• Objective
Write out the whole listing again, exactly.

• Provided information
◆ ◆ ◆ ◆

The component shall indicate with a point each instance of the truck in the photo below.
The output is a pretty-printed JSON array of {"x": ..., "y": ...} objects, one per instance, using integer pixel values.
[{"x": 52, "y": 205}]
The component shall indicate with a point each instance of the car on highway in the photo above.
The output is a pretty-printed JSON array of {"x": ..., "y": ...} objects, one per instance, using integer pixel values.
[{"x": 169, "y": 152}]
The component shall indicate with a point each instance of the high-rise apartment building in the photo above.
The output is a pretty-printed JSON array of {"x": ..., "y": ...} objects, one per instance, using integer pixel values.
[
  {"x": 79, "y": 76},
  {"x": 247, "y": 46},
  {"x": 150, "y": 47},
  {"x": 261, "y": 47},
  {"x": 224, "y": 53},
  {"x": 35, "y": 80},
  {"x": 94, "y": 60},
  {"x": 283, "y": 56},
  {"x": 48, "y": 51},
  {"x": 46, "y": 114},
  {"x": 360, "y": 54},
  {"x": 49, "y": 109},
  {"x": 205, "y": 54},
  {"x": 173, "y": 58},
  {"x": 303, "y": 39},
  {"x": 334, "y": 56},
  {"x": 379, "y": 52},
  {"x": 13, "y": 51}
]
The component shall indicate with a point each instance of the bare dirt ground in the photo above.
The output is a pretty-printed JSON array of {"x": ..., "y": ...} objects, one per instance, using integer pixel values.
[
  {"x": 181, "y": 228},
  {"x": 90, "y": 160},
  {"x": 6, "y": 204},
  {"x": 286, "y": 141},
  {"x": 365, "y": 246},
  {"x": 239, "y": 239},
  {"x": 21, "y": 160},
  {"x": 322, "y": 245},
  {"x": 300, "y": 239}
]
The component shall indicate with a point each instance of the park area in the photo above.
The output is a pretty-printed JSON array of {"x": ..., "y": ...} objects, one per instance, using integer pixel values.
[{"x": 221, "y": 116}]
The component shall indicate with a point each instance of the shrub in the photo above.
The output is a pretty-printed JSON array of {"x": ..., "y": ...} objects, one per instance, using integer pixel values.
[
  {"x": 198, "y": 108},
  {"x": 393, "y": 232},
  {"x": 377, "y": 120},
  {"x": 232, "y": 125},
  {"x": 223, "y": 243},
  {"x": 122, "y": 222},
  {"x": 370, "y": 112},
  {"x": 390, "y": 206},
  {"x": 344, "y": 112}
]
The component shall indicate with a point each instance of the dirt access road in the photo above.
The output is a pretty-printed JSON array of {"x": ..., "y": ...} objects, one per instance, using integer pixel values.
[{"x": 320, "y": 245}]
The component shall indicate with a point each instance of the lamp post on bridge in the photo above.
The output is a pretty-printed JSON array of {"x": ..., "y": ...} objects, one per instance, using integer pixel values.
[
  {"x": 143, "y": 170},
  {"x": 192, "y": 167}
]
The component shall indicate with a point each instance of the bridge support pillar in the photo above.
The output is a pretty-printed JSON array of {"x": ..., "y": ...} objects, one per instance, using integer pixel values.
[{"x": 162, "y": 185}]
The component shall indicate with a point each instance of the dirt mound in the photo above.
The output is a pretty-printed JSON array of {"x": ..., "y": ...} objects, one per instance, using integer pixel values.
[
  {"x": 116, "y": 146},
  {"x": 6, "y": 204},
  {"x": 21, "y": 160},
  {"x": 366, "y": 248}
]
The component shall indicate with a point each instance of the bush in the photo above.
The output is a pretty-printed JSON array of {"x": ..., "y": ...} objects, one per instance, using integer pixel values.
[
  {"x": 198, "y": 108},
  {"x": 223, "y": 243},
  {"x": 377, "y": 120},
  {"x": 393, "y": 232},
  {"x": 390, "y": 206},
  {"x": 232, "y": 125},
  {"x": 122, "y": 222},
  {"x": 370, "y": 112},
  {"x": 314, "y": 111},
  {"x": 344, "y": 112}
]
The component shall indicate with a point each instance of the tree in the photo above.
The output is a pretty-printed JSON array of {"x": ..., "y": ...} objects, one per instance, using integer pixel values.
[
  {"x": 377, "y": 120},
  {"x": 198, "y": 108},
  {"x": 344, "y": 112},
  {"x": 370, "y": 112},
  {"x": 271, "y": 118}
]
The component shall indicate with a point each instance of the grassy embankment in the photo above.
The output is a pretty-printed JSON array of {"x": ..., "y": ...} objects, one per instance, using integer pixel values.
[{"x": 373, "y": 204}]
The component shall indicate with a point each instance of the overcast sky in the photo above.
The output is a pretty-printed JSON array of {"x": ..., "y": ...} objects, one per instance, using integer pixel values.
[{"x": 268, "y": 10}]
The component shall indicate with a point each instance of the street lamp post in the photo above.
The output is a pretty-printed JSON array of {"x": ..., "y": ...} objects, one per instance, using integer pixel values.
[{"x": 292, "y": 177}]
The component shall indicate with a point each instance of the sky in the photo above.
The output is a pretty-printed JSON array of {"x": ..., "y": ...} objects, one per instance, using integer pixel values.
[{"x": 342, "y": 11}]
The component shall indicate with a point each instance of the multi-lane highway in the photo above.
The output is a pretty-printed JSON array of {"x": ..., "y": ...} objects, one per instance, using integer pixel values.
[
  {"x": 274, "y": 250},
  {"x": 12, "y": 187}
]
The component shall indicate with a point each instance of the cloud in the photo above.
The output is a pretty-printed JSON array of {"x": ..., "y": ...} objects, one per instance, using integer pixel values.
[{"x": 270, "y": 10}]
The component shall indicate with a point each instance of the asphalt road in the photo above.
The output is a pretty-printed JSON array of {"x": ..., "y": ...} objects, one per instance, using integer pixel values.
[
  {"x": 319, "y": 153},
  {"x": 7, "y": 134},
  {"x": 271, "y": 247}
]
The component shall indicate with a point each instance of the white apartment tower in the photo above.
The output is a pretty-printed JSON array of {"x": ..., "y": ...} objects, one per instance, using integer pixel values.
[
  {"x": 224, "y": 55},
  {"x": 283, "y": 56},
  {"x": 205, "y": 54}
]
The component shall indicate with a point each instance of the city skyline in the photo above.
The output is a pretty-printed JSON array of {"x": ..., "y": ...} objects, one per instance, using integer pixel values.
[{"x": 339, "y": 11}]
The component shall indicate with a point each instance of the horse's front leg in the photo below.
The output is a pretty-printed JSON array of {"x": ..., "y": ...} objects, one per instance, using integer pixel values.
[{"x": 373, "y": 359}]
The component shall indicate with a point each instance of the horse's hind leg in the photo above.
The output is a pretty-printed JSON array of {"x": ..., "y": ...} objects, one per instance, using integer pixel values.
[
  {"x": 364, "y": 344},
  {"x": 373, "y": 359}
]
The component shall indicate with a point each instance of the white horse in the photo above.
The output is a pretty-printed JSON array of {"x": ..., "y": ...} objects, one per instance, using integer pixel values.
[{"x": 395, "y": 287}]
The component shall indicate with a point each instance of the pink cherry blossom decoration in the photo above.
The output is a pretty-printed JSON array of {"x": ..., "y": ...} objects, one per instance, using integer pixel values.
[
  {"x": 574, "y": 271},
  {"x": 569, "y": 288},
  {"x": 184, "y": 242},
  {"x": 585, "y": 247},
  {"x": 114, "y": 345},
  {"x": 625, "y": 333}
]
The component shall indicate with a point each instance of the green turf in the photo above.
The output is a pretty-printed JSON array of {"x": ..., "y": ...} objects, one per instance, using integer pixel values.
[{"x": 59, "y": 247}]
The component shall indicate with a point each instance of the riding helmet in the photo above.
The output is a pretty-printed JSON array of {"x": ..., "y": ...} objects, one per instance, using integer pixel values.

◆ ◆ ◆ ◆

• Exercise answer
The component shall indicate with a point each instance of the truck in the photo below.
The output is a pretty-printed JSON array of {"x": ..., "y": ...} objects, one per instance, using integer pixel values.
[{"x": 52, "y": 205}]
The component shall indicate with a point each instance of the car on highway in the photo above.
The output is a pretty-printed JSON array of {"x": ..., "y": ...} objects, one per instance, using integer pixel values.
[{"x": 169, "y": 152}]
The component shall indicate with a point each instance of the high-rise apartment building in the photo above.
The output is a pretty-printed JSON array of {"x": ..., "y": ...} objects, one per instance, using integer pixel values.
[
  {"x": 79, "y": 76},
  {"x": 247, "y": 46},
  {"x": 150, "y": 47},
  {"x": 261, "y": 47},
  {"x": 224, "y": 53},
  {"x": 35, "y": 80},
  {"x": 94, "y": 60},
  {"x": 283, "y": 56},
  {"x": 48, "y": 51},
  {"x": 46, "y": 114},
  {"x": 360, "y": 54},
  {"x": 49, "y": 109},
  {"x": 205, "y": 54},
  {"x": 173, "y": 58},
  {"x": 303, "y": 39},
  {"x": 334, "y": 56},
  {"x": 379, "y": 52},
  {"x": 13, "y": 51}
]
The component shall indicate with a point each instance of the bare dirt ground in the photo above.
The output is a pretty-printed JSON array of {"x": ..., "y": ...} objects, one per instance, using integer pixel values.
[
  {"x": 181, "y": 228},
  {"x": 90, "y": 160},
  {"x": 6, "y": 204},
  {"x": 286, "y": 141},
  {"x": 365, "y": 246},
  {"x": 239, "y": 239},
  {"x": 21, "y": 160},
  {"x": 322, "y": 245},
  {"x": 300, "y": 239}
]
The component shall indicate with a point each instance of the park area in the photo above.
The output is a pretty-printed JSON array of {"x": ..., "y": ...} objects, one per instance, using integer pixel values.
[{"x": 221, "y": 116}]
The component shall indicate with a point each instance of the shrub in the photo above.
The output is a pretty-printed JSON array of {"x": ..., "y": ...} objects, one per instance, using integer pixel values.
[
  {"x": 198, "y": 108},
  {"x": 393, "y": 232},
  {"x": 377, "y": 120},
  {"x": 232, "y": 125},
  {"x": 223, "y": 243},
  {"x": 122, "y": 222},
  {"x": 370, "y": 112},
  {"x": 390, "y": 206},
  {"x": 344, "y": 112}
]
The component shall indicate with a point each instance of the dirt access road in the photo above.
The output is a pretty-printed JSON array of {"x": ..., "y": ...} objects, one per instance, using integer pixel values.
[{"x": 320, "y": 245}]
The component shall indicate with a point each instance of the lamp post on bridge in the photo above.
The output is a pretty-printed JSON array of {"x": ..., "y": ...} objects, one per instance, using integer pixel values.
[
  {"x": 143, "y": 170},
  {"x": 192, "y": 167}
]
The component shall indicate with a point each instance of the bridge support pillar in the photo above.
The output is a pretty-printed JSON array of {"x": ..., "y": ...} objects, one per instance, using integer pixel values.
[{"x": 162, "y": 185}]
The component shall indicate with a point each instance of the dirt mound in the photo above.
The output is a pretty-printed JSON array of {"x": ..., "y": ...} objects, one per instance, using integer pixel values.
[
  {"x": 116, "y": 146},
  {"x": 6, "y": 204},
  {"x": 21, "y": 160},
  {"x": 366, "y": 248}
]
The component shall indicate with a point each instance of the bush in the photo above.
The output is a pretty-printed JSON array of {"x": ..., "y": ...} objects, one per instance, using integer pixel values.
[
  {"x": 198, "y": 108},
  {"x": 223, "y": 243},
  {"x": 377, "y": 120},
  {"x": 393, "y": 232},
  {"x": 390, "y": 206},
  {"x": 232, "y": 125},
  {"x": 122, "y": 222},
  {"x": 370, "y": 112},
  {"x": 314, "y": 111},
  {"x": 344, "y": 112}
]
The component shall indicate with a point each instance of the tree in the photo above.
The output is a pretty-printed JSON array of {"x": ..., "y": ...} objects, one per instance, using integer pixel values.
[
  {"x": 377, "y": 120},
  {"x": 198, "y": 108},
  {"x": 344, "y": 112},
  {"x": 370, "y": 112},
  {"x": 271, "y": 118}
]
The component shall indicate with a point each instance of the grassy embankment in the photo above.
The output is a pretty-printed JSON array of {"x": ..., "y": ...} objects, one per instance, using integer pixel values.
[{"x": 373, "y": 204}]
The component shall indicate with a point each instance of the overcast sky in the photo above.
The output is a pretty-printed JSON array of {"x": ..., "y": ...} objects, one per instance, using integer pixel values.
[{"x": 268, "y": 10}]
The component shall indicate with a point each instance of the street lamp post in the photo above.
The output is a pretty-printed JSON array of {"x": ..., "y": ...} objects, one per instance, using integer pixel values.
[{"x": 292, "y": 177}]
The component shall indicate with a point each instance of the sky in the photo above.
The output is a pretty-printed JSON array of {"x": ..., "y": ...} objects, one per instance, using integer pixel values.
[{"x": 342, "y": 11}]
The component shall indicate with a point each instance of the multi-lane highway in the photo above.
The output is a pretty-printed JSON array of {"x": ..., "y": ...} objects, one per instance, using integer pixel values.
[
  {"x": 274, "y": 250},
  {"x": 12, "y": 187}
]
The component shall indicate with a point each instance of the cloud in the photo above.
The output is a pretty-printed JSON array of {"x": ..., "y": ...} objects, one per instance, using integer pixel values.
[{"x": 270, "y": 10}]
The component shall indicate with a point each instance of the asphalt road in the photo above.
The output is a pretty-printed JSON array of {"x": ..., "y": ...} objects, one per instance, using integer pixel values.
[
  {"x": 319, "y": 153},
  {"x": 7, "y": 134},
  {"x": 271, "y": 247}
]
The component shall indicate with a point each instance of the white apartment tower in the photo above.
The output is a pretty-printed JSON array of {"x": ..., "y": ...} objects, one per instance, using integer pixel values.
[
  {"x": 224, "y": 55},
  {"x": 283, "y": 56},
  {"x": 205, "y": 54}
]
The component shall indicate with a point each instance of the city skyline in the photo above.
The output is a pretty-printed JSON array of {"x": ..., "y": ...} objects, one per instance, using integer pixel values.
[{"x": 339, "y": 11}]
The component shall indicate with a point each instance of the horse's front leg in the photo below.
The output is a pretty-printed JSON array of {"x": ..., "y": ...} objects, one per instance, using integer pixel values.
[{"x": 373, "y": 359}]
The component shall indicate with a point each instance of the horse's hind leg in the photo above.
The output is a pretty-printed JSON array of {"x": ..., "y": ...} objects, one per instance, using integer pixel values.
[
  {"x": 364, "y": 344},
  {"x": 373, "y": 359}
]
The component shall indicate with a point each instance of the white horse in the photo above.
The output is a pretty-printed JSON array of {"x": ..., "y": ...} objects, one per instance, using integer pixel values.
[{"x": 395, "y": 287}]
The component shall indicate with a point each instance of the pink cherry blossom decoration in the photo above.
The output is a pretty-printed JSON array of {"x": ..., "y": ...} objects, one per instance, using integer pixel values.
[
  {"x": 574, "y": 271},
  {"x": 569, "y": 288},
  {"x": 184, "y": 242},
  {"x": 585, "y": 247},
  {"x": 114, "y": 345},
  {"x": 625, "y": 333}
]
The component shall indicate with a point each instance of the green turf in the photo above.
The output is a pretty-printed JSON array of {"x": ..., "y": ...} objects, one per instance, using integer pixel values.
[{"x": 59, "y": 247}]
The component shall indicate with a point each instance of the riding helmet in the photo above.
The output is a pretty-printed JSON array of {"x": ..., "y": ...} objects, one per instance, using integer pixel values.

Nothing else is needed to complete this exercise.